▸ **EXERCISE BRIEF**:
Set the pictures aside and set down only the lines from the line holding "Target: man's eye" through the end of the entries below, ends included.

▸ **INPUT DATA**:
————————

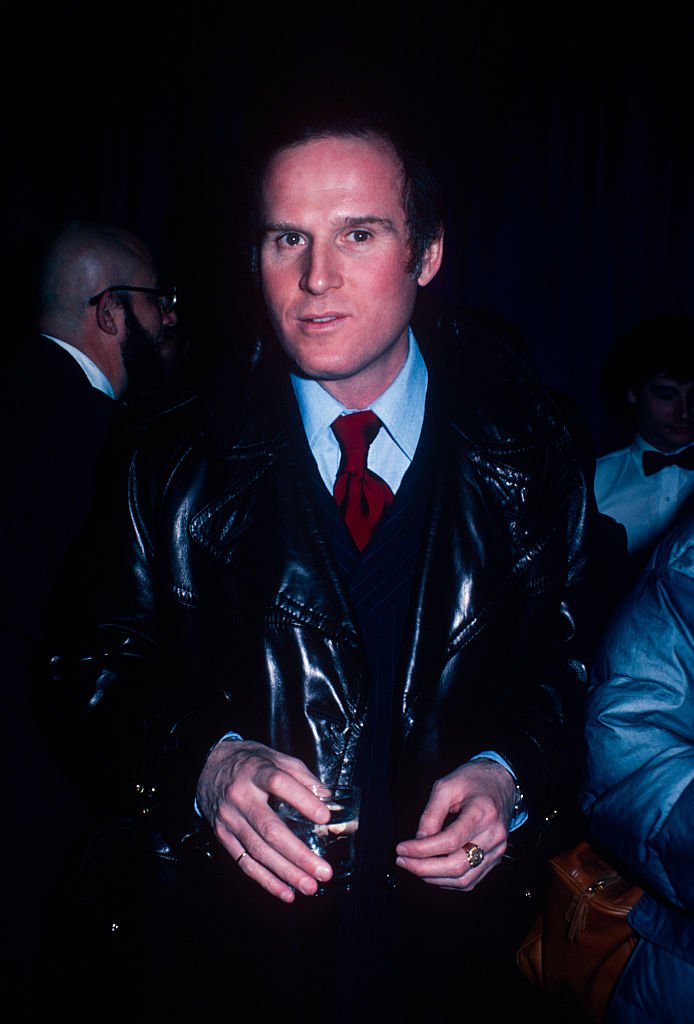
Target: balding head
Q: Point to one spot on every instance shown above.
(87, 260)
(81, 261)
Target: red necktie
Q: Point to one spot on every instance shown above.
(361, 495)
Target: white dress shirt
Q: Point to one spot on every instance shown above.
(95, 377)
(646, 505)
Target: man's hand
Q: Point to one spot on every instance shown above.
(480, 796)
(233, 791)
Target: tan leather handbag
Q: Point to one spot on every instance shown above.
(580, 940)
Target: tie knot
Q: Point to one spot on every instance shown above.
(355, 433)
(655, 461)
(361, 496)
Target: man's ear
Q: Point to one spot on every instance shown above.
(431, 261)
(106, 309)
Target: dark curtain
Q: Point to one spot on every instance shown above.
(566, 140)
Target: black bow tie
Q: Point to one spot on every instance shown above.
(654, 461)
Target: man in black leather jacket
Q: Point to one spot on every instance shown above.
(244, 648)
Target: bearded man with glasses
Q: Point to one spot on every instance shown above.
(101, 317)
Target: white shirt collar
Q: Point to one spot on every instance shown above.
(95, 376)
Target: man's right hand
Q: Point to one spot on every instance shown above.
(233, 791)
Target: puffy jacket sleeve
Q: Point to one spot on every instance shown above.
(638, 791)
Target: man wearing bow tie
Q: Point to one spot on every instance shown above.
(649, 483)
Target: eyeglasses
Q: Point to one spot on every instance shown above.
(165, 296)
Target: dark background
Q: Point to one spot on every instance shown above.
(567, 136)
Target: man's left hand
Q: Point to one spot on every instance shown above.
(479, 796)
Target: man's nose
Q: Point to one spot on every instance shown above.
(321, 270)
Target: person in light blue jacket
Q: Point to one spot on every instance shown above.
(638, 792)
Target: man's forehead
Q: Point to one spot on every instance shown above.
(335, 170)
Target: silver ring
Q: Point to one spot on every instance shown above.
(474, 854)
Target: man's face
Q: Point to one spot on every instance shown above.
(333, 260)
(665, 412)
(144, 366)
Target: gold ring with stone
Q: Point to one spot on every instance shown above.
(474, 854)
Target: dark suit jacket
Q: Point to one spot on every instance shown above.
(55, 427)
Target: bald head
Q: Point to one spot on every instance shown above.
(81, 261)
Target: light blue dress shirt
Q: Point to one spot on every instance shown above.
(400, 409)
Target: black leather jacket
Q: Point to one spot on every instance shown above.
(221, 607)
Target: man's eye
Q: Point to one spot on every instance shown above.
(291, 239)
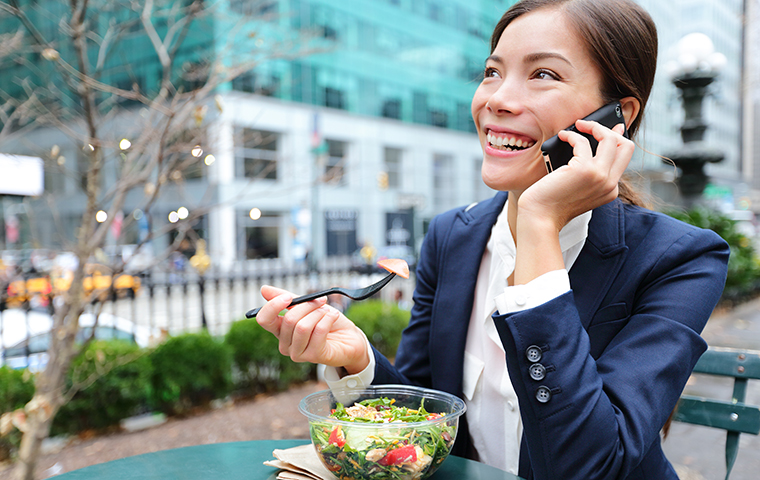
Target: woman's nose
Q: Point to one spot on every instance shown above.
(506, 99)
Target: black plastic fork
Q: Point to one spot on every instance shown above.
(352, 293)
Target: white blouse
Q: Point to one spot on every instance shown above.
(491, 400)
(493, 412)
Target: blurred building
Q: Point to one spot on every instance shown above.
(364, 140)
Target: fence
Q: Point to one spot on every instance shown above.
(171, 303)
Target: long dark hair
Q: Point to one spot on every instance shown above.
(621, 38)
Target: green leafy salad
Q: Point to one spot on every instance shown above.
(364, 452)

————————

▸ **EXERCISE SOLUTION**:
Target: man's eye
Q: Point to one spot on every instance shown above.
(291, 239)
Target: woman's nose
Q: Point to one spot on every instance shown above.
(506, 99)
Target: black plastic fork
Q: Point to one spot on every instance shown above.
(352, 293)
Target: white blouse
Q: Point to one spot on every instance shown above.
(491, 400)
(493, 412)
Target: blurred building
Q: Point to one spot on every instance shown above.
(364, 140)
Target: fence
Q: Point to one spot on every instance shown above.
(171, 303)
Target: long dark hair
Q: Point to one spot on every instance shown above.
(621, 38)
Target: green leafy salad
Q: Point to one spot on every instance shown above.
(364, 452)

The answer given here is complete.